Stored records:
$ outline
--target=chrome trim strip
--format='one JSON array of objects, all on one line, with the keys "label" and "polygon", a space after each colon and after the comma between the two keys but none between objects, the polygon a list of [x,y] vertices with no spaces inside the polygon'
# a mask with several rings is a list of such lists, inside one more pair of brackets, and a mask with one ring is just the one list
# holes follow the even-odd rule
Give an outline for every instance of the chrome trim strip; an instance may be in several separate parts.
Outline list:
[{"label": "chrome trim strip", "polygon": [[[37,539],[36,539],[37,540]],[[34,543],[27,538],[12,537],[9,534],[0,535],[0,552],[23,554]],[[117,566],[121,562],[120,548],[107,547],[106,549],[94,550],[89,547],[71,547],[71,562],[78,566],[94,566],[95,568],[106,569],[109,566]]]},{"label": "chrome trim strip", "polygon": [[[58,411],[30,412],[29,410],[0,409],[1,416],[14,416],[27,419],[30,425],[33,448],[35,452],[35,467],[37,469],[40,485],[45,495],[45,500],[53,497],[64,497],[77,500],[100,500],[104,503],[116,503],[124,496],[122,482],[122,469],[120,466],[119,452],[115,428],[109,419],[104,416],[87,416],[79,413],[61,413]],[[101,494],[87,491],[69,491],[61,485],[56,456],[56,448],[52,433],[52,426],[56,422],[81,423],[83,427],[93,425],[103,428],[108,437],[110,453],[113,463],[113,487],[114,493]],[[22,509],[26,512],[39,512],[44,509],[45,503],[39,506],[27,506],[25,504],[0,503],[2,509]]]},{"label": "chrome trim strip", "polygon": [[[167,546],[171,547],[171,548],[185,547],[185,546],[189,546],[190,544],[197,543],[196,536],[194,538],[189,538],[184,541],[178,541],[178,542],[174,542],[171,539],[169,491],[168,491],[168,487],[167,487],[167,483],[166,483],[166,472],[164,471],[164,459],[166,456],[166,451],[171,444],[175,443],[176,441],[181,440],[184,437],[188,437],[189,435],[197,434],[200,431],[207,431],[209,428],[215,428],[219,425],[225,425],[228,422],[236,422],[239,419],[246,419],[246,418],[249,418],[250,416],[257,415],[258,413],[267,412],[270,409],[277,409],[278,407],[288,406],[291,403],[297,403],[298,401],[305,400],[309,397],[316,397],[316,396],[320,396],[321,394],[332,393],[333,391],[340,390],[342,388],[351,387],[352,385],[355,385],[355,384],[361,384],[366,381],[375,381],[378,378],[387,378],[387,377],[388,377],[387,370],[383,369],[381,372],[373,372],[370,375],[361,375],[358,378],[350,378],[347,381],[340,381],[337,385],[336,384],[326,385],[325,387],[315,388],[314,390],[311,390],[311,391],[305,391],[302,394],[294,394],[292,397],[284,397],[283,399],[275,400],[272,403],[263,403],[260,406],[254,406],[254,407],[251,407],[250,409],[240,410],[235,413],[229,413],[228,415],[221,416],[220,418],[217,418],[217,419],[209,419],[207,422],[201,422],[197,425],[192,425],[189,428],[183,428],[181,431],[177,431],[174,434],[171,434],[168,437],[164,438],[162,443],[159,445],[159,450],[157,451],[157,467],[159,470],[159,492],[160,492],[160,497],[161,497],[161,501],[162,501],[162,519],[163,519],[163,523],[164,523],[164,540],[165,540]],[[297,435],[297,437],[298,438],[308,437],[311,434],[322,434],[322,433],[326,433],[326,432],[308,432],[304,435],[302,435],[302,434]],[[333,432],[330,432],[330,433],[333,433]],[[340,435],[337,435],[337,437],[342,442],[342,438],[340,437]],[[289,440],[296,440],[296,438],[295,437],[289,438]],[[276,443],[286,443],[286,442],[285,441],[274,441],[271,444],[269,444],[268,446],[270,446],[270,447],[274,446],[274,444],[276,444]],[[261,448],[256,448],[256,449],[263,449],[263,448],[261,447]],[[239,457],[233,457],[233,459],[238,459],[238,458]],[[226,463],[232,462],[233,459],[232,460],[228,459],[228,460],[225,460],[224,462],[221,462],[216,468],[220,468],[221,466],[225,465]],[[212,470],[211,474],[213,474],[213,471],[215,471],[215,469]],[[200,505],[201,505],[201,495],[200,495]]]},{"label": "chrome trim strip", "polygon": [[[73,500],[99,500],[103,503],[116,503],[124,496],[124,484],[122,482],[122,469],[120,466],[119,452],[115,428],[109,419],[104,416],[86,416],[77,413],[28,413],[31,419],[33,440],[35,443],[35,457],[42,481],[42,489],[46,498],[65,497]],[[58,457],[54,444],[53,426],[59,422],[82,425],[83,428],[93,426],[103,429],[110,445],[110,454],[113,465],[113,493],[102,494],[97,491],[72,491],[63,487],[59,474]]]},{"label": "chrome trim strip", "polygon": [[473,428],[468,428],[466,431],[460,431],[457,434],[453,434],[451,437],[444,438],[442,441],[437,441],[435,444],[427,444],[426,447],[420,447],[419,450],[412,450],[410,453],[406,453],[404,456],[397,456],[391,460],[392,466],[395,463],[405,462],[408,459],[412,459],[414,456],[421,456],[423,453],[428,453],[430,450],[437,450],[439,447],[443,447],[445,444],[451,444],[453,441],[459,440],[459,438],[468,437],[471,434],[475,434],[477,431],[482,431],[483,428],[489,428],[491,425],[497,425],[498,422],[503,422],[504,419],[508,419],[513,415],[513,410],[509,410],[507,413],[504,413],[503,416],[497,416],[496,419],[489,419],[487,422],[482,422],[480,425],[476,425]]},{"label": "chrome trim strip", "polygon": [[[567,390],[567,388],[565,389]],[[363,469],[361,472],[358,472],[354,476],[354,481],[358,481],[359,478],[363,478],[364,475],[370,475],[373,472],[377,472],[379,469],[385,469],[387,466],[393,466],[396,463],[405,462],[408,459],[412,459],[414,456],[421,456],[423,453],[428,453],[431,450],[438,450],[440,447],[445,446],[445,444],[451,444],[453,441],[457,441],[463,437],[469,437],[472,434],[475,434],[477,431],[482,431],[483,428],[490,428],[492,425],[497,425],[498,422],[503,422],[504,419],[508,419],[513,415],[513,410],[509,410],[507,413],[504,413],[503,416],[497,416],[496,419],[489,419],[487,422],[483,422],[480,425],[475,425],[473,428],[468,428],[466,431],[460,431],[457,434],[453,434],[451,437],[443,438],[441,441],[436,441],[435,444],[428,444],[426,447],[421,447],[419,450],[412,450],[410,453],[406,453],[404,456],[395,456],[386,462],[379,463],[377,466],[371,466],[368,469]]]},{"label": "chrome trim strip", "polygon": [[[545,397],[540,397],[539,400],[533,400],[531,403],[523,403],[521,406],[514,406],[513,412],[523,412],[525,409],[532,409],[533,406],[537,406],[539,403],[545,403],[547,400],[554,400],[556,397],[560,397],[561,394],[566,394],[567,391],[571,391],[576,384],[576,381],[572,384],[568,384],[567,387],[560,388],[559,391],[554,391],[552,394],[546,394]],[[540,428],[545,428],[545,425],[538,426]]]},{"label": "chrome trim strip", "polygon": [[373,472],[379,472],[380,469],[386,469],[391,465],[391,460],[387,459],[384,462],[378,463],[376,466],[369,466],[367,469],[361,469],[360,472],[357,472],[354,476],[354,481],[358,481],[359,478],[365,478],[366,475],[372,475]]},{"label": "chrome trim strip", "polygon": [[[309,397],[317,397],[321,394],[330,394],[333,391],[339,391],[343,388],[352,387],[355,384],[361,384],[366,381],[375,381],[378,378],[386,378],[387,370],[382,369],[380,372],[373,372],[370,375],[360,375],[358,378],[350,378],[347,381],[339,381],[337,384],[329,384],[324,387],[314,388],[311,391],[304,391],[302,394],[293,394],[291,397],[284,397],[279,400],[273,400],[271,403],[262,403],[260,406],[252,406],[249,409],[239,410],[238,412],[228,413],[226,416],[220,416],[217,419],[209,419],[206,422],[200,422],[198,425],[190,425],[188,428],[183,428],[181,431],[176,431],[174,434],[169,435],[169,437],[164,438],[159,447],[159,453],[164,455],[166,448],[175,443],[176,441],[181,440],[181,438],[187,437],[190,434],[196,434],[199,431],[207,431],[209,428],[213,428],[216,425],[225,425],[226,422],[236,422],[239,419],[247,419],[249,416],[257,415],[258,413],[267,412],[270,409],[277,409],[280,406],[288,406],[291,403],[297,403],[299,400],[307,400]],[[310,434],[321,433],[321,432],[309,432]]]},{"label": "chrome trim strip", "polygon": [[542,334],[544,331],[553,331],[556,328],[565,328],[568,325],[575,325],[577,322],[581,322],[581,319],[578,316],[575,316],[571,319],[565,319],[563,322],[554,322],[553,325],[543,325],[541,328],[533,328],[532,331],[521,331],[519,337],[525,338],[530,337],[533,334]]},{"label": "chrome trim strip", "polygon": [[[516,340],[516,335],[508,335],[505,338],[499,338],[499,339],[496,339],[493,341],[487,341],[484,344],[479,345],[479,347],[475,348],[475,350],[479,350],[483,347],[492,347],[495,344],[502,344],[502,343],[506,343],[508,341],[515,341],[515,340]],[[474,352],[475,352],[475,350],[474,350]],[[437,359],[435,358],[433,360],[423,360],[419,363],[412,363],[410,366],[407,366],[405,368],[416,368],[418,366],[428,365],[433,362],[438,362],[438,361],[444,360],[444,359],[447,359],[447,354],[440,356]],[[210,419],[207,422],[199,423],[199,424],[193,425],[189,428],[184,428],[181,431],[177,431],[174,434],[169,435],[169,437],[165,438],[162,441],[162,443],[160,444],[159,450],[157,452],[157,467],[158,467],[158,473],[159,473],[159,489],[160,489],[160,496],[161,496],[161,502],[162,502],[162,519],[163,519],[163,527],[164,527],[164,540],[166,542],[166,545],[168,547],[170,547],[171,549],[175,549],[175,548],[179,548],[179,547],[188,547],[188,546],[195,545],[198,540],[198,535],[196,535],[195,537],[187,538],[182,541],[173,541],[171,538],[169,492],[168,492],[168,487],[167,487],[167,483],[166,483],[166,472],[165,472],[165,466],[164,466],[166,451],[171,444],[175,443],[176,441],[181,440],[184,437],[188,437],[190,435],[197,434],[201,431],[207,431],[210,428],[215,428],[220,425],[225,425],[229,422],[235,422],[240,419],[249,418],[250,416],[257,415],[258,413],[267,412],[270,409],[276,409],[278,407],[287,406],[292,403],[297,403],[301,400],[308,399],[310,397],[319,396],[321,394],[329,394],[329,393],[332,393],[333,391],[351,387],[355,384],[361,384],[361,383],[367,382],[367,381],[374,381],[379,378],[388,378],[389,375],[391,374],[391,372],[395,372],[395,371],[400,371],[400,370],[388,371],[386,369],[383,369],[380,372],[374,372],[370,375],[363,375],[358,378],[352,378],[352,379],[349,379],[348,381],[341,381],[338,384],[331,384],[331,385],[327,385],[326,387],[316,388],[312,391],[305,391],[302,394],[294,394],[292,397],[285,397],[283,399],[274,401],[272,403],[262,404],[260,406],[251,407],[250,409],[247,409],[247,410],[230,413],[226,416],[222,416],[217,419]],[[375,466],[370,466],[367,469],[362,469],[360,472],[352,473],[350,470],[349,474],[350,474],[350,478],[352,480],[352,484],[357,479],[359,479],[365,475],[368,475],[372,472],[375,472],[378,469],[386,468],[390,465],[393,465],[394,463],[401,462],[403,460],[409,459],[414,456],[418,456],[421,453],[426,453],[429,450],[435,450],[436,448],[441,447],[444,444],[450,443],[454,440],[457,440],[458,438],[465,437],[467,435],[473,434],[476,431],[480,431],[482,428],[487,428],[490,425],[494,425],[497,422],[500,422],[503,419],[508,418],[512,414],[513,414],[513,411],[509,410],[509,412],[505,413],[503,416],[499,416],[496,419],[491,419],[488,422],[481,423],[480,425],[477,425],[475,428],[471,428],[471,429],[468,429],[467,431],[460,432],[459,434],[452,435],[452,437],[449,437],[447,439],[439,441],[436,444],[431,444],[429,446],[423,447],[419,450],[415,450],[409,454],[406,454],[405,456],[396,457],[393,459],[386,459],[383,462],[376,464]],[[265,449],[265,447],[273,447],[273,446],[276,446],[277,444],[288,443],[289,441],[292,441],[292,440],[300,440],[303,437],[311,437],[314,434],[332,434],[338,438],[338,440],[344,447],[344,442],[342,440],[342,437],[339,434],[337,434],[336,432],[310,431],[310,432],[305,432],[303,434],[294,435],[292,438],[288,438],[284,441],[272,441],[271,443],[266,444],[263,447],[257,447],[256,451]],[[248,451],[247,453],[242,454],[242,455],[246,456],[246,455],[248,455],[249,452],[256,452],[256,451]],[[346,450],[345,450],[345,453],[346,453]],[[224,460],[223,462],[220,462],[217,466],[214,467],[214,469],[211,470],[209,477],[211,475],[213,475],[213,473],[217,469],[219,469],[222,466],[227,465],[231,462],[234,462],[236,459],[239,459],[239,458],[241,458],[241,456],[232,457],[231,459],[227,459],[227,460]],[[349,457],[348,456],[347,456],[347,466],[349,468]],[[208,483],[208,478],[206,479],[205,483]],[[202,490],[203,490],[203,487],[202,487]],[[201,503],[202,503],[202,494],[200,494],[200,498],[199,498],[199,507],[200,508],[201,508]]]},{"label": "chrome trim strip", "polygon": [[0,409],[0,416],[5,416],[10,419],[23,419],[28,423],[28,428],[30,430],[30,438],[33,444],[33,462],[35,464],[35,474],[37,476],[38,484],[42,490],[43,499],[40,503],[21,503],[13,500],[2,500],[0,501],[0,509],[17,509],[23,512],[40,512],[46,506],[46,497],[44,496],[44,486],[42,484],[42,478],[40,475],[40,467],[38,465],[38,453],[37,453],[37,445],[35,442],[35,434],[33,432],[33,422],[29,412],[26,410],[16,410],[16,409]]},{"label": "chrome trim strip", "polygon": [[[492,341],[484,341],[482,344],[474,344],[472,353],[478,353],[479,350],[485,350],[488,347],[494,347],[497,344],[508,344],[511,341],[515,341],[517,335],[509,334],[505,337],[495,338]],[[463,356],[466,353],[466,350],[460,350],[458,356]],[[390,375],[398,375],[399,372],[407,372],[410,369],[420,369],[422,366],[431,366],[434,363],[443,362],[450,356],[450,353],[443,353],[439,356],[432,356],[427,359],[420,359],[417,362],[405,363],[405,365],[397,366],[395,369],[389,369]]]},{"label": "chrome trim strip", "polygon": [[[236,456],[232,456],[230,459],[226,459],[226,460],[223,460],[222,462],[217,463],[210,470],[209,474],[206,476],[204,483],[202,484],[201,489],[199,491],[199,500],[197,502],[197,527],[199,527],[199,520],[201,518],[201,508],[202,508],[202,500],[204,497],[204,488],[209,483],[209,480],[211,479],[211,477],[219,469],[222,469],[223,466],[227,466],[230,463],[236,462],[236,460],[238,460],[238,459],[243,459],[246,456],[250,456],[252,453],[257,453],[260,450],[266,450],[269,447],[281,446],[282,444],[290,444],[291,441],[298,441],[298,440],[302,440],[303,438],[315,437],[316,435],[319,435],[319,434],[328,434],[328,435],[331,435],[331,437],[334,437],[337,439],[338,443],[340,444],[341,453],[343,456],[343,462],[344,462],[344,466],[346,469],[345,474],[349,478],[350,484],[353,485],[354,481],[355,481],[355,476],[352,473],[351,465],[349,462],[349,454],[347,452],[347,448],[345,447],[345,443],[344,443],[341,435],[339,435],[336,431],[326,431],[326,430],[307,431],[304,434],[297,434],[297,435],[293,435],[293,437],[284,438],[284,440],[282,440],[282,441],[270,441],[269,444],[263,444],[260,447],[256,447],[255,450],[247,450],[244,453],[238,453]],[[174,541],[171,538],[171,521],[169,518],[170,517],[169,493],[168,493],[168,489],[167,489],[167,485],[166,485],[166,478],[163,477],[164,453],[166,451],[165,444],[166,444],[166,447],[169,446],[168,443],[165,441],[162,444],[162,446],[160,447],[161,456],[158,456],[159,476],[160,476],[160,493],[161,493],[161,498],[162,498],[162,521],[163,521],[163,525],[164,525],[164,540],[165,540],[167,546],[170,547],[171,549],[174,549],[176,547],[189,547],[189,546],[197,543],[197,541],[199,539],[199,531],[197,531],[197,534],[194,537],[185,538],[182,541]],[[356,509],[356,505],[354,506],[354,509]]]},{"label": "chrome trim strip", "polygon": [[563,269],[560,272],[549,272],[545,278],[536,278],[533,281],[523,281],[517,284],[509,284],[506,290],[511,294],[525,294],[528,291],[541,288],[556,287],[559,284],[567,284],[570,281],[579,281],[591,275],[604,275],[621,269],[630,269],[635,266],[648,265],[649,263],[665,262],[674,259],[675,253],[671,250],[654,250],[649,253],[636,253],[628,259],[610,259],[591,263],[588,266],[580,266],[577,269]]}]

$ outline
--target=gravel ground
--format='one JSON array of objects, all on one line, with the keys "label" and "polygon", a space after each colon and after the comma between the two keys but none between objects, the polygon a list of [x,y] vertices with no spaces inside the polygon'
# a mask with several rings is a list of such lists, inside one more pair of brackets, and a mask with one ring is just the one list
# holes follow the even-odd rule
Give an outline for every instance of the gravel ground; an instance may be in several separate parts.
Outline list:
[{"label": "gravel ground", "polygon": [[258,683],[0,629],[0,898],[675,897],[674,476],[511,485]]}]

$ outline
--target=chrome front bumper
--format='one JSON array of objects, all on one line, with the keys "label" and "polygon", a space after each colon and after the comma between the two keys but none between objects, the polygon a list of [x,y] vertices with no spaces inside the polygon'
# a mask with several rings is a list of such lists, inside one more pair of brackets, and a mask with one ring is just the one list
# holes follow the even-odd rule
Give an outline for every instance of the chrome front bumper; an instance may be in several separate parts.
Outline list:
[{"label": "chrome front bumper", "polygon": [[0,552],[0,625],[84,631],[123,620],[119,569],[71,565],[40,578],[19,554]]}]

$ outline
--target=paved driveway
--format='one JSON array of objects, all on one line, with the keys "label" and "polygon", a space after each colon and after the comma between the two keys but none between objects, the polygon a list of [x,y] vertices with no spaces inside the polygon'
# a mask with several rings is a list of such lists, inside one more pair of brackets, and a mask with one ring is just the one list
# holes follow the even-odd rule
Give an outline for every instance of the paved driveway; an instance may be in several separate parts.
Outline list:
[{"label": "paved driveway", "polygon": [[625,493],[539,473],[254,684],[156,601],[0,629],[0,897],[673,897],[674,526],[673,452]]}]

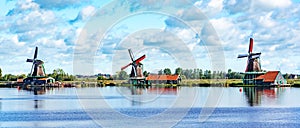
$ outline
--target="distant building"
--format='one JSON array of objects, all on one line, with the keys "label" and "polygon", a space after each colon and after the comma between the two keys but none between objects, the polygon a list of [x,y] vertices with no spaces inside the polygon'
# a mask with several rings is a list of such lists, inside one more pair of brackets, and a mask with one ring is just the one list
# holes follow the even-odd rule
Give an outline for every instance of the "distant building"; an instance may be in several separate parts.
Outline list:
[{"label": "distant building", "polygon": [[102,76],[104,79],[112,79],[112,75],[111,74],[97,74],[97,77]]},{"label": "distant building", "polygon": [[179,84],[181,78],[179,75],[157,75],[150,74],[146,78],[147,83],[151,84]]},{"label": "distant building", "polygon": [[286,85],[287,81],[284,79],[280,71],[269,71],[256,78],[255,85]]},{"label": "distant building", "polygon": [[[34,83],[31,83],[34,79]],[[25,84],[38,84],[38,85],[42,85],[42,84],[51,84],[55,82],[55,79],[52,77],[42,77],[42,78],[25,78],[23,80],[23,82]]]},{"label": "distant building", "polygon": [[298,79],[297,74],[284,74],[283,77],[287,79]]}]

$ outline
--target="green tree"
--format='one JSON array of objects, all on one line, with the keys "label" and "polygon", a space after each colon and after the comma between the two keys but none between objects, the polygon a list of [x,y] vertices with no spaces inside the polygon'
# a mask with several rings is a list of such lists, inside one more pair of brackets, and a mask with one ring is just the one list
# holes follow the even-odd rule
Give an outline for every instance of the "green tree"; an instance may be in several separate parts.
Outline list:
[{"label": "green tree", "polygon": [[166,74],[166,75],[171,75],[171,74],[172,74],[171,69],[165,68],[165,69],[164,69],[164,74]]},{"label": "green tree", "polygon": [[144,72],[143,72],[144,77],[149,76],[149,74],[150,74],[150,72],[147,72],[147,71],[144,71]]},{"label": "green tree", "polygon": [[175,75],[181,75],[181,73],[182,73],[182,68],[176,68],[175,69]]},{"label": "green tree", "polygon": [[232,73],[232,70],[231,70],[231,69],[228,69],[227,75],[226,75],[228,79],[231,79],[231,78],[232,78],[231,73]]},{"label": "green tree", "polygon": [[129,78],[129,75],[127,74],[127,72],[125,71],[120,71],[118,73],[118,77],[117,77],[119,80],[126,80]]},{"label": "green tree", "polygon": [[207,72],[207,79],[211,79],[211,78],[212,78],[211,71],[208,70],[208,72]]},{"label": "green tree", "polygon": [[5,81],[16,81],[18,76],[12,75],[12,74],[5,74],[3,76],[3,80]]},{"label": "green tree", "polygon": [[74,80],[75,77],[69,74],[66,74],[65,71],[61,68],[54,69],[52,74],[49,76],[53,77],[56,81],[71,81]]},{"label": "green tree", "polygon": [[97,80],[105,80],[105,78],[103,76],[98,76]]},{"label": "green tree", "polygon": [[2,77],[2,69],[0,68],[0,78]]},{"label": "green tree", "polygon": [[26,74],[18,75],[18,79],[24,79],[24,78],[26,78]]},{"label": "green tree", "polygon": [[203,72],[202,72],[202,69],[200,69],[199,70],[199,78],[202,79],[202,77],[203,77]]}]

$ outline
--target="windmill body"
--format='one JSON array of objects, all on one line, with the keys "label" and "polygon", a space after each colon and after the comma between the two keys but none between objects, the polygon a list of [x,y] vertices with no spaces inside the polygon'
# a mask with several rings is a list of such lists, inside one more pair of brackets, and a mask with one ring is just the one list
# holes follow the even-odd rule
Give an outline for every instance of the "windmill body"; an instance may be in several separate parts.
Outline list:
[{"label": "windmill body", "polygon": [[131,51],[131,49],[128,49],[129,56],[131,59],[131,62],[121,68],[121,70],[124,70],[131,66],[131,72],[130,72],[130,78],[129,82],[133,85],[139,85],[145,83],[145,77],[143,76],[143,64],[141,63],[142,60],[146,58],[146,55],[143,55],[139,57],[138,59],[134,59],[134,55]]},{"label": "windmill body", "polygon": [[35,52],[32,59],[27,59],[26,62],[32,63],[30,73],[27,78],[23,80],[25,85],[42,85],[47,84],[47,81],[53,83],[53,78],[47,78],[45,74],[44,62],[37,59],[38,47],[35,48]]}]

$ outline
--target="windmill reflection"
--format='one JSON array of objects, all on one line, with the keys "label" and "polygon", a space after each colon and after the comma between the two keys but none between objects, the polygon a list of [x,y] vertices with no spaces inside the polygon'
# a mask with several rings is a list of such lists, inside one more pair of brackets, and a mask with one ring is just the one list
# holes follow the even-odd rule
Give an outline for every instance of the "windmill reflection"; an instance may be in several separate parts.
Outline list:
[{"label": "windmill reflection", "polygon": [[34,109],[43,108],[43,100],[34,100]]},{"label": "windmill reflection", "polygon": [[[263,98],[276,100],[280,93],[277,88],[270,87],[244,87],[243,92],[247,97],[249,106],[260,106]],[[282,91],[282,90],[281,90]]]}]

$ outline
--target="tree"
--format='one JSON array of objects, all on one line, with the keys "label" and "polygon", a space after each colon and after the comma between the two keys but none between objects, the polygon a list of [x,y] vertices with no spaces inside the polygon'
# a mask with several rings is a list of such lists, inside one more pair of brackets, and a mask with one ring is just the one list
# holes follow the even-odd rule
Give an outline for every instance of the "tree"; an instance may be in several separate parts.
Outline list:
[{"label": "tree", "polygon": [[212,77],[211,77],[211,71],[210,70],[208,70],[208,72],[207,72],[207,79],[211,79]]},{"label": "tree", "polygon": [[18,77],[15,75],[12,75],[12,74],[5,74],[3,76],[3,80],[5,80],[5,81],[16,81],[17,79],[18,79]]},{"label": "tree", "polygon": [[18,75],[18,79],[24,79],[24,78],[26,78],[26,74]]},{"label": "tree", "polygon": [[144,71],[144,72],[143,72],[143,75],[144,75],[145,77],[149,76],[149,74],[150,74],[150,72],[147,72],[147,71]]},{"label": "tree", "polygon": [[203,77],[203,72],[202,72],[202,69],[200,69],[199,70],[199,78],[202,79],[202,77]]},{"label": "tree", "polygon": [[182,73],[182,68],[176,68],[175,69],[175,75],[181,75],[181,73]]},{"label": "tree", "polygon": [[125,71],[120,71],[118,73],[118,77],[117,77],[119,80],[126,80],[129,78],[129,75],[127,74],[127,72]]},{"label": "tree", "polygon": [[166,75],[171,75],[171,74],[172,74],[171,69],[165,68],[165,69],[164,69],[164,74],[166,74]]},{"label": "tree", "polygon": [[105,80],[105,78],[103,76],[98,76],[97,80]]},{"label": "tree", "polygon": [[231,69],[228,69],[228,71],[227,71],[227,75],[226,76],[227,76],[228,79],[232,78],[231,71],[232,71]]},{"label": "tree", "polygon": [[0,78],[2,77],[2,69],[0,68]]},{"label": "tree", "polygon": [[53,77],[56,81],[73,81],[75,76],[65,73],[63,69],[54,69],[52,74],[49,76]]}]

→ What the exercise asks
Copy out each line of the records where the string "target" appears.

→ Expected answer
--target=chrome trim strip
--target=gravel ground
--target=chrome front bumper
--target=paved driveway
--target="distant building"
--target="green tree"
--target="windmill body"
--target="windmill reflection"
--target="tree"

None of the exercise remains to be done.